---------- DOCUMENT EXTRACT

🖼️ ImagenWorld

ImagenWorld: Stress-Testing Image Generation Models with Explainable Human Evaluation on Open-ended Real-World Tasks

ImagenWorld is a large-scale, human-centric benchmark designed to stress-test image generation models in real-world scenarios.

Broad coverage across 6 domains: Artworks, Photorealistic Images, Information Graphics, Textual Graphics, Computer Graphics, and Screenshots.
Rich supervision: ~3.6K condition sets and ~20K fine-grained human annotations enable comprehensive, reproducible evaluation.
Explainable evaluation pipeline: We decompose generated outputs via object/segment extraction to identify entities (objects, fine-grained regions), supporting both scalar ratings and object-/segment-level failure tags.
Diverse model suite: We evaluate 14 models in total — 4 unified (GPT-Image-1, Gemini 2.0 Flash, BAGEL, OmniGen2) and 10 task-specific baselines (SDXL, Flux.1-Krea-dev, Flux.1-Kontext-dev, Qwen-Image, Infinity, Janus Pro, UNO, Step1X-Edit, IC-Edit, InstructPix2Pix).

[🌐 Project Page] [📄 Preprint] [💾 Datasets] [🏛️ ImagenWorld-Visualizer]

📰 News

2025 Oct 16: ComfyUI Blog on https://blog.comfy.org/p/introducing-imagenworld
2025 Oct 13: Preprint released on Github.

📖 Introduction

This repository contains the code for the paper ImagenWorld: Stress-Testing Image Generation Models with Explainable Human Evaluation on Open-ended Real-World Tasks. In this paper, We introduce ImagenWorld, a large-scale, human-centric benchmark designed to stress-test image generation models in real-world scenarios. Unlike prior evaluations that focus on isolated tasks or narrow domains, ImagenWorld is organized into six domains: Artworks, Photorealistic Images, Information Graphics, Textual Graphics, Computer Graphics, and Screenshots, and six tasks: Text-to-Image Generation (TIG), Single-Reference Image Generation (SRIG), Multi-Reference Image Generation (MRIG), Text-to-Image Editing (TIE), Single-Reference Image Editing (SRIE), and Multi-Reference Image Editing (MRIE). The benchmark includes 3.6K condition sets and 20K fine-grained human annotations, providing a comprehensive testbed for generative models. To support explainable evaluation, ImagenWorld applies object- and segment-level extraction to generated outputs, identifying entities such as objects and fine-grained regions. This structured decomposition enables human annotators to provide not only scalar ratings but also detailed tags of object-level and segment-level failures.

--------------------

- _TASK SET_:
**A.** In the ImagenWorld description, can you rewrite the stretch from "Broad coverage across" through "Step1X-Edit, IC-Edit, InstructPix2Pix).", changing "Broad coverage" to "Wide coverage"?
**B.** What is the Spanish translation of this sentence from the ImagenWorld description: "ImagenWorld is a large-scale, human-centric benchmark designed to stress-test image generation models in real-world scenarios."?

---------- GIVEN DATA

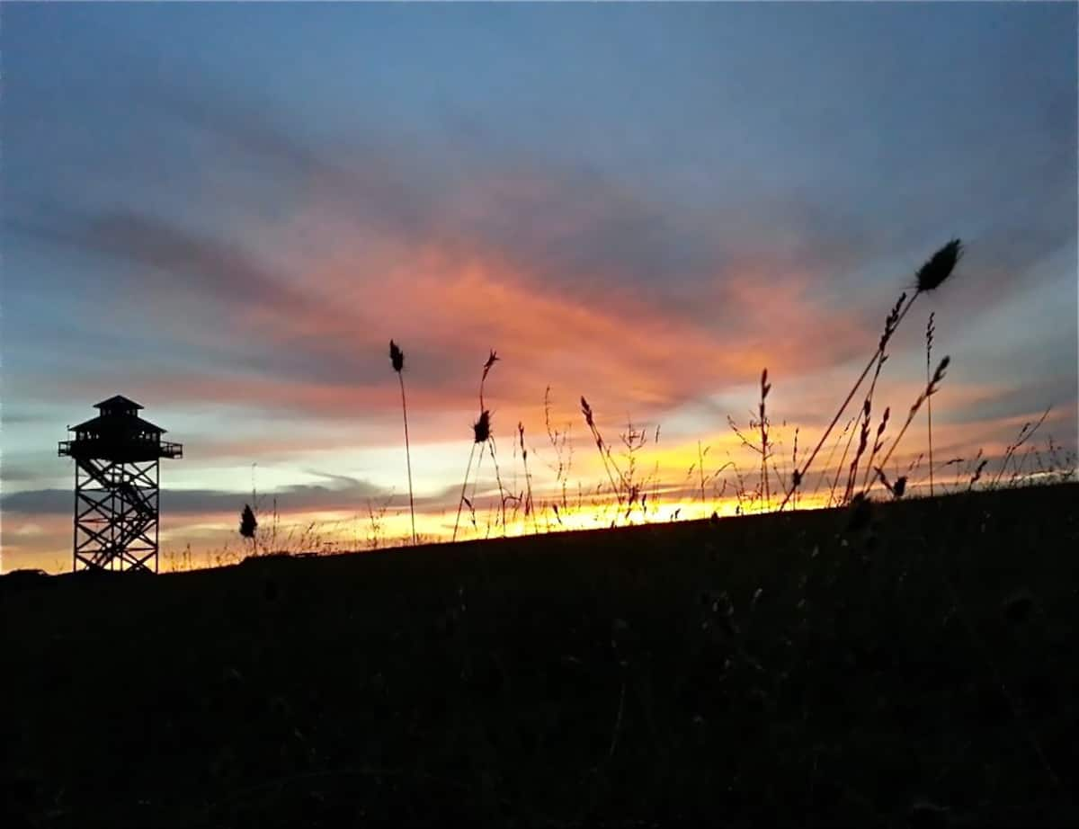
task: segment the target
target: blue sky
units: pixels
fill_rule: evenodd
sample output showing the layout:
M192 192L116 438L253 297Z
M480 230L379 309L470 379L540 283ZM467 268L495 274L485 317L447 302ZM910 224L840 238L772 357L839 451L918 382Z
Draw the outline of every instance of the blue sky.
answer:
M1051 403L1074 446L1076 17L4 4L6 561L63 555L54 441L115 392L191 447L165 480L204 529L231 528L208 516L252 463L298 511L397 508L391 336L433 509L488 348L506 443L542 433L550 384L566 419L586 393L670 424L678 456L729 437L716 409L741 418L765 364L811 431L955 235L960 273L889 364L897 406L932 310L956 447L999 450Z

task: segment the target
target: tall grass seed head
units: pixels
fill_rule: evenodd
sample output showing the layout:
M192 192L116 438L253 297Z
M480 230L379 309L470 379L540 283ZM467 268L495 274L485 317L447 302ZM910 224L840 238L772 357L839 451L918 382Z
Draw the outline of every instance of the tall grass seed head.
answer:
M390 363L398 373L405 368L405 352L393 340L390 341Z
M488 409L483 409L479 420L473 423L473 437L477 444L482 444L491 437L491 412Z

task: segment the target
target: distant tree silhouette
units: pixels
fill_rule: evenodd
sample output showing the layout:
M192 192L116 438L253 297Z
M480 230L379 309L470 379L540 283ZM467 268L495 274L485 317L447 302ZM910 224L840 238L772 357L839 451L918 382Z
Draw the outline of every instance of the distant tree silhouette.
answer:
M492 352L491 356L494 356ZM405 420L405 463L408 467L408 509L412 517L412 543L415 544L415 502L412 500L412 450L408 445L408 405L405 403L405 378L401 371L405 370L405 352L400 350L396 342L390 341L390 365L397 372L397 381L401 386L401 417Z

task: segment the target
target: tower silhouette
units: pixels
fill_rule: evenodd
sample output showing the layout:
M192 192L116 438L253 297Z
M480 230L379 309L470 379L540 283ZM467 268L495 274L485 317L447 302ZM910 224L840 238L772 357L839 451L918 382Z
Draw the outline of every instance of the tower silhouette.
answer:
M74 570L158 572L160 461L181 458L183 447L139 417L142 407L117 395L100 412L62 440L59 454L74 460Z

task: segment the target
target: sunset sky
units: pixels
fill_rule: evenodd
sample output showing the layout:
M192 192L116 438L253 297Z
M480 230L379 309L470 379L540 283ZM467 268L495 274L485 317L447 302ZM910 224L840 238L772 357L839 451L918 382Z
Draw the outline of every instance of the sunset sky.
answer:
M70 567L56 443L117 393L185 446L163 551L240 548L252 479L342 546L369 505L405 532L391 338L425 535L452 528L490 349L507 486L519 421L552 486L550 386L574 491L605 480L585 395L697 517L698 440L756 484L727 416L761 370L789 471L954 236L875 408L924 385L932 311L938 460L999 458L1050 405L1039 441L1074 449L1076 30L1075 3L4 3L3 570ZM486 460L482 515L492 491Z

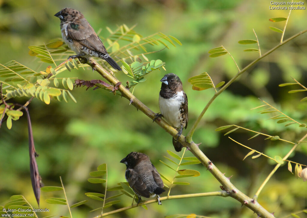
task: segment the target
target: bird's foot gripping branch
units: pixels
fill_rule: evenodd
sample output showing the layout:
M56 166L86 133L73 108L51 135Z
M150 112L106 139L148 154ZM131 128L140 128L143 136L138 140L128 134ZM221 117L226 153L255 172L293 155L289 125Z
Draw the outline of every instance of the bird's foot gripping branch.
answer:
M114 85L119 82L92 58L90 59L89 64L95 69L98 73L111 84ZM131 104L138 110L152 120L155 118L156 114L137 98L123 85L119 86L118 91L120 92L122 96L126 98L130 102L132 101ZM159 121L156 119L156 123L173 137L176 137L177 131L163 119L159 119L160 120ZM182 135L178 138L178 141L184 146L188 148L192 154L221 183L223 190L227 193L228 196L236 199L242 205L248 207L261 217L271 218L274 217L272 214L266 210L255 199L247 196L236 188L230 182L229 179L225 177L205 155L198 147L197 145L192 141L190 143L187 142L185 141L185 137ZM161 198L160 200L163 200L164 197L165 197ZM155 201L155 200L151 200Z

--------------------

- _TASK-BY-TASK RESULTS_:
**A.**
Wide coverage across 6 domains: Artworks, Photorealistic Images, Information Graphics, Textual Graphics, Computer Graphics, and Screenshots.
Rich supervision: ~3.6K condition sets and ~20K fine-grained human annotations enable comprehensive, reproducible evaluation.
Explainable evaluation pipeline: We decompose generated outputs via object/segment extraction to identify entities (objects, fine-grained regions), supporting both scalar ratings and object-/segment-level failure tags.
Diverse model suite: We evaluate 14 models in total — 4 unified (GPT-Image-1, Gemini 2.0 Flash, BAGEL, OmniGen2) and 10 task-specific baselines (SDXL, Flux.1-Krea-dev, Flux.1-Kontext-dev, Qwen-Image, Infinity, Janus Pro, UNO, Step1X-Edit, IC-Edit, InstructPix2Pix).

**B.** ImagenWorld es un banco de pruebas a gran escala y centrado en el ser humano, diseñado para someter a pruebas de estrés a los modelos de generación de imágenes en escenarios del mundo real.